Pathology/Lab Coding Alert

Follow These 3 Steps to Report a Non-Diagnostic Specimen Exam

Document work, specimen description to assign proper 88300-88309

Just because your pathologist doesn't receive enough tissue to make a definitive diagnosis doesn't mean you can't charge for the work he does. An "insufficient" or "inadequate" tissue specimen means you don't get paid if the pathologist doesn't perform a surgical pathology service. But you can get paid if the pathologist documents his work and specimen findings - even if the specimen is non-diagnostic.

Use the following three steps to decode your pathology report and determine if you can charge for those rare cases when the pathologist examines a non-diagnostic specimen. Also use these steps to educate your pathologists about how their documentation can make a difference between payment and "no charge."

1. Recognize the Work

A surgical pathology exam includes accession, examination, and report. If you're missing any of these parts, you can't charge for a surgical pathology exam. The code definitions are as follows:

  •  CPT 88300 , Level I - Surgical pathology, gross examination only

  •  88302, Level II- Surgical pathology, gross and microscopic examination

  •  88304, Level III- Surgical pathology, gross and microscopic examination

  •  88305, Level IV- Surgical pathology, gross and microscopic examination

  •  88307, Level V- Surgical pathology, gross and microscopic examination

  •  88309, Level VI- Surgical pathology, gross and microscopic examination.

    Watch for: The pathology exam must include a gross tissue description and evidence that the pathologist performed a microscopic exam (for 88302-88309). "If the lab accessions a labeled jar that is empty, you can't bill for the requested service," says Pamela Younes, MHS, HTL(ASCP), CPC, assistant professor at Baylor College of Medicine in Houston. Sometimes you'll see a gross tissue description but no findings from a microscopic exam.

    For instance, if the pathology report includes a gross description of a very small specimen, but the tissue did not survive processing so that there are no results from a microscopic exam, you can only charge for the gross exam (88300).

    Do this: The pathology report should document the work with terms such as "specimen processed and examined." Alternatively, the gross and microscopic description sections of the pathology report should demonstrate work by using descriptors such as "specimen measured ...," "sections exhibited ...," "one slide shows ...," or similar references to the pathologist's work.

===============

Work instruction -
According to the coding alert above, what three parts make up a surgical pathology exam?

Information -
===============

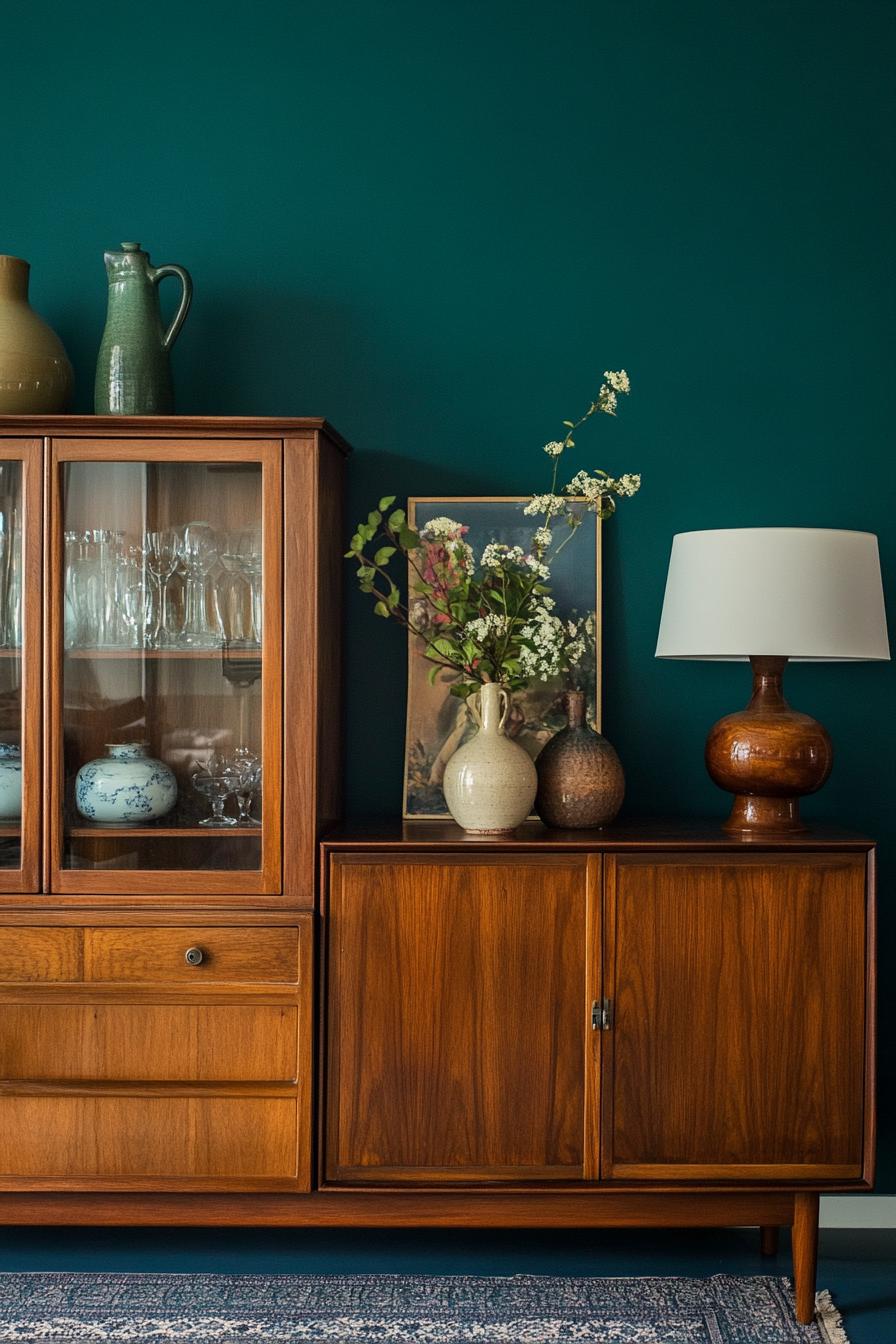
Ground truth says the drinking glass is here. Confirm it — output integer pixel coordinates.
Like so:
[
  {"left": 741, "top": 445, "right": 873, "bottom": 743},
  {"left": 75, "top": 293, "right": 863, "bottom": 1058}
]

===============

Task answer -
Accession, examination, and report.